--- Passage given ---

Coastal communities are prone to a range of geohazards, including sea-level rise, storms, subsidence, earthquakes and tsunamis. These can result in major changes to our coastlines, causing loss of life, damage to infrastructure, economic hardship, and degradation of coastal ecosystems. A key scientific goal is the ability to forecast coastal response to the underlying driving mechanisms, enabling effective decision-making about how best to manage the coastal zone and reduce risk. Forecasting the response of coastal systems to driving mechanisms is best achieved using a multidisciplinary, community-driven, and collaborative approach that capitalises on knowledge learned from coasts around the world.
It is in this very spirit of multidisciplinary and international community-driven collaboration that the International Geoscience Programme (IGCP) has addressed some of the most pressing issues facing coastlines over the last several decades. IGCP serves as a knowledge hub of The United Nations Educational, Scientific, and Cultural Organization (UNESCO) and fosters international collaboration in the geosciences by supporting multi-year projects that bring together international experts from academia, government, and industry. Among IGCP's mandates is the aim to better understand, predict, and mitigate climate change and geohazards. Beginning in the 1970s, several IGCP projects have been initiated by international teams of experts, all of which tackled timely knowledge gaps facing the geoscience community.
With regards to the coastal sciences, IGCP projects have addressed topics including Sea-Level Correlation and Applications (IGCP Project 200), Coastal Evolution of the Quaternary (IGCP Project 274), Late Quaternary Coastal Records of Rapid Change (IGCP Project 367), Coastal Environmental Change During Sea-Level Highstands (IGCP Project 437), Quaternary Land-Ocean Interactions: Driving Mechanisms and Coastal Responses (IGCP Project 495), Preparing for Coastal Change (IGCP Project 588), Sea Level from Minutes to Millennia (IGCP Project 639), and most recently, Forecasting Coastal Change (IGCP Project 725). These projects have expanded and continue to expand the geographic focus of coastal studies to include areas of the globe that are underrepresented in the scientific literature, bring together a diverse coastal community with significant representation from early career researchers and developing nation scientists, and push field, laboratory, and modelling methodologies forward to address questions that aim to improve understanding of the mechanisms of coastal change and the processes and rates in which coastlines respond to change.

--- Dataset content ---

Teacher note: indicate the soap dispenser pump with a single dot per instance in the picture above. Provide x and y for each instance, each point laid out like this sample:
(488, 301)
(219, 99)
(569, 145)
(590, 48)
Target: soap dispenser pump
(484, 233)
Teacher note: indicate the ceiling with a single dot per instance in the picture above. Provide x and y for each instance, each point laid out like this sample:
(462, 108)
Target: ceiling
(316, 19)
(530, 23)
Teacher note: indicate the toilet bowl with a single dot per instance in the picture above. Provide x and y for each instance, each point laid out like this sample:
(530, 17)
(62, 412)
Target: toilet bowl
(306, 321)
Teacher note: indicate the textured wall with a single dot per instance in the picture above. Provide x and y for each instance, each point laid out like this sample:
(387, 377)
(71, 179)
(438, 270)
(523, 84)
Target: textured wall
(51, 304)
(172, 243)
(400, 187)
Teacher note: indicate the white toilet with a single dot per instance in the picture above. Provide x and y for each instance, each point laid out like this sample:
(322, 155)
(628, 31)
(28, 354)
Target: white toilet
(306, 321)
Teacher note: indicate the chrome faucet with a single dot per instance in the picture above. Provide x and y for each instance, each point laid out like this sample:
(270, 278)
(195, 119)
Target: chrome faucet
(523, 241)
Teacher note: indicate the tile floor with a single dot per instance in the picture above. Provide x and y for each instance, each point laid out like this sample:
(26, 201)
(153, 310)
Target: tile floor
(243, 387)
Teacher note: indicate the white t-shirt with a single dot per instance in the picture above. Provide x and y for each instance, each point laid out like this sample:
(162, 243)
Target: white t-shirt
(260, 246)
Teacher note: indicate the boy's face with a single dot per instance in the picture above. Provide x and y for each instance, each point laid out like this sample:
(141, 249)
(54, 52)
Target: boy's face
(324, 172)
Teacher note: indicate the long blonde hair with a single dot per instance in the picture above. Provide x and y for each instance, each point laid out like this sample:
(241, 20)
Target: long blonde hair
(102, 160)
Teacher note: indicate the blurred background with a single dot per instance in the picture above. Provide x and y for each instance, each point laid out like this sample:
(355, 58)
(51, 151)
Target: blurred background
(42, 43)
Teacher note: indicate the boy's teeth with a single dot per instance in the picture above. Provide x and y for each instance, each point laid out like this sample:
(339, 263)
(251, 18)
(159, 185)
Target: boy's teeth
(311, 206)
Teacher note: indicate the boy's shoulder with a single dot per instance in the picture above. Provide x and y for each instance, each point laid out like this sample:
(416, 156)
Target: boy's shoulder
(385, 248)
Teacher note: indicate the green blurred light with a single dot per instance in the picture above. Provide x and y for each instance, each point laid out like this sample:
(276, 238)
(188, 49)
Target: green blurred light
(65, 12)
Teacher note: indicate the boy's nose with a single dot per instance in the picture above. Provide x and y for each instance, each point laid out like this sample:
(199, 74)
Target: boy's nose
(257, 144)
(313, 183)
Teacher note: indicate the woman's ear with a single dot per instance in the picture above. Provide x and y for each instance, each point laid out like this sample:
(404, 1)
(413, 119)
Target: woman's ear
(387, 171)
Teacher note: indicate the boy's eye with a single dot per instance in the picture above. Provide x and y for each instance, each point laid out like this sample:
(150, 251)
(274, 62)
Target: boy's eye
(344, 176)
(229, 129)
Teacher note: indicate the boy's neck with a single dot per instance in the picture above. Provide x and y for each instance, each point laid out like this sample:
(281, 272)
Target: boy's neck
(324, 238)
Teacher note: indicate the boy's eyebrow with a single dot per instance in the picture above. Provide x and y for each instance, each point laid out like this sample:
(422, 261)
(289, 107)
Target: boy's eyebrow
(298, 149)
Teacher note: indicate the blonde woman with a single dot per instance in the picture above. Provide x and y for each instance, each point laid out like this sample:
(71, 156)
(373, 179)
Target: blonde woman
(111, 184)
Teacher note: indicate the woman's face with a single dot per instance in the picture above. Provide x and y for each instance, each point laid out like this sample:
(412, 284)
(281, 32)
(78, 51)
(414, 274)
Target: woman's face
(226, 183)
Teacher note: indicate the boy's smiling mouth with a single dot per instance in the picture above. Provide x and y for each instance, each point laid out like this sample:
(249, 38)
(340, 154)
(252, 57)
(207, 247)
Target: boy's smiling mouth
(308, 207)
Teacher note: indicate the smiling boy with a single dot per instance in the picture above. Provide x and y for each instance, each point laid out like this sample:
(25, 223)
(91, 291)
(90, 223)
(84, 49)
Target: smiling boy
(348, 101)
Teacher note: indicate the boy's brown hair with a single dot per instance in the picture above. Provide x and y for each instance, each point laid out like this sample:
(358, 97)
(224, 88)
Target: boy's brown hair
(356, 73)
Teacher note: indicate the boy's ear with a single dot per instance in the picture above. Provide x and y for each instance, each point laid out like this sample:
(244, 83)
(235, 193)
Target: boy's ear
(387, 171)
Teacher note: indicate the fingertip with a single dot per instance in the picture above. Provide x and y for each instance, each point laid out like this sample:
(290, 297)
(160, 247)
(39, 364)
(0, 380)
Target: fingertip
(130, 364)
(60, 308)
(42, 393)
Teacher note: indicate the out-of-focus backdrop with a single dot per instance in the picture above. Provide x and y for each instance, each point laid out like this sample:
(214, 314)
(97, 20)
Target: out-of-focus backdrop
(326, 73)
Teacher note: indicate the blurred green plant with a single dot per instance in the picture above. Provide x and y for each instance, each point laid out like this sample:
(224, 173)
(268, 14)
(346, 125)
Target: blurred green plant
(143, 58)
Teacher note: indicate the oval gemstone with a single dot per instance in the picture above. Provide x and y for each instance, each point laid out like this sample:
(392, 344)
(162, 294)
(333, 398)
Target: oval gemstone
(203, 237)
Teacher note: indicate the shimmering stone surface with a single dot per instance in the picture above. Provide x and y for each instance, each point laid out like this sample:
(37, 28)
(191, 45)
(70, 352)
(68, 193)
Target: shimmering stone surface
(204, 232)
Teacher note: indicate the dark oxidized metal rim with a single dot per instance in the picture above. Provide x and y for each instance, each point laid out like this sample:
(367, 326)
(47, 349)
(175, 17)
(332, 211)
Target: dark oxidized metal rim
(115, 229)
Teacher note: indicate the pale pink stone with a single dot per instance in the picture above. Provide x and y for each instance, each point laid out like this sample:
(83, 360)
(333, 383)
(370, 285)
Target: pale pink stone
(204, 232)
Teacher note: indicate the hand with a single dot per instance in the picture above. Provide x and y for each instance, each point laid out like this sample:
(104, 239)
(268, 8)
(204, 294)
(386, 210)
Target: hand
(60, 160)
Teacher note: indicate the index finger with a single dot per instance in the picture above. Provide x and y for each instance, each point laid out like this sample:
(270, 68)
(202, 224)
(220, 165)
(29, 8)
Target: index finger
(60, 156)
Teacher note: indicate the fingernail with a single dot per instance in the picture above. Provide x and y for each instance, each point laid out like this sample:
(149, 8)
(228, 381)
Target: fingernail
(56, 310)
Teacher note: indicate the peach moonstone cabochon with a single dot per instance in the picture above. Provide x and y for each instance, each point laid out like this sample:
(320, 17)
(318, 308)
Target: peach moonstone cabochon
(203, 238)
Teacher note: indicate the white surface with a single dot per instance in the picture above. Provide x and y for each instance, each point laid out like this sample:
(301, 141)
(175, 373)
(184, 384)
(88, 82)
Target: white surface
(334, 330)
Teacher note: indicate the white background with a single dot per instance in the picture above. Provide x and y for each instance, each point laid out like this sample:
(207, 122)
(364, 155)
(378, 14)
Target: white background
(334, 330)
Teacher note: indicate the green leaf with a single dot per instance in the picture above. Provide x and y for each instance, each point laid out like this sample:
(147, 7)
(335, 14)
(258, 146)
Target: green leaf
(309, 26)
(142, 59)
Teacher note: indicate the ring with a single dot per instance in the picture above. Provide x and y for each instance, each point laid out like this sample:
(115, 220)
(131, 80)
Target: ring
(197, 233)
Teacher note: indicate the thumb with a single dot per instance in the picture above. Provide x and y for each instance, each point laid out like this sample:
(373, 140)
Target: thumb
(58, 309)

---

Task instructions:
A - In the records, swap "thumb" for "index finger" from the line containing "Teacher note: indicate the ring" through the end of the records. Give those lines again with nothing else changed.
B - Write the next part of the passage on coastal geohazards and the IGCP projects, picking up after its final sentence.

Answers for the tasks:
A -
Teacher note: indicate the ring with a single dot per instance in the picture above. Provide x and y for each instance, each point laid out like this sample:
(115, 220)
(131, 80)
Target: ring
(197, 233)
Teacher note: indicate the index finger with a single dot per instance in the picture above. Provide x and y for each instance, each point laid out like this sample:
(373, 140)
Target: index finger
(58, 309)

B -
As leaders and participants in the current IGCP Project 725 Forecasting Coastal Change, we owe a debt of gratitude to the early leaders who blazed the IGCP trail, and, in doing so, developed strategic ways of bringing the international coastal community together and fostering meaningful collaboration over a breadth of disciplinary expertise (including historians, archaeologists, geoscientists, and modellers) to share and discuss the latest findings and advancements in sea-level, sedimentological, and coastal-process research. One such pioneer was the late Professor David Scott, an internationally renowned Quaternary geologist, with a keen interest in using foraminifera to solve problems in the coastal geosciences. Dave contributed as a disciplinary expert to IGCP projects 200, 274, and 437 and was at the at the helm of the particularly influential IGCP Project 367 that ran from 1994 to 1998.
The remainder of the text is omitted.